**WORK REQUEST:** Your response should consist of the entries below, written out exactly.

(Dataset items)

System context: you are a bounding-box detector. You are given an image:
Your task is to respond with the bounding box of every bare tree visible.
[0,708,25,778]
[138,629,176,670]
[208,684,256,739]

**OUTPUT:**
System context: you are a bounding-box detector. You are given an image:
Your task is to respond with the bounding box of every bare tree visible.
[0,708,25,778]
[138,629,176,670]
[208,684,256,739]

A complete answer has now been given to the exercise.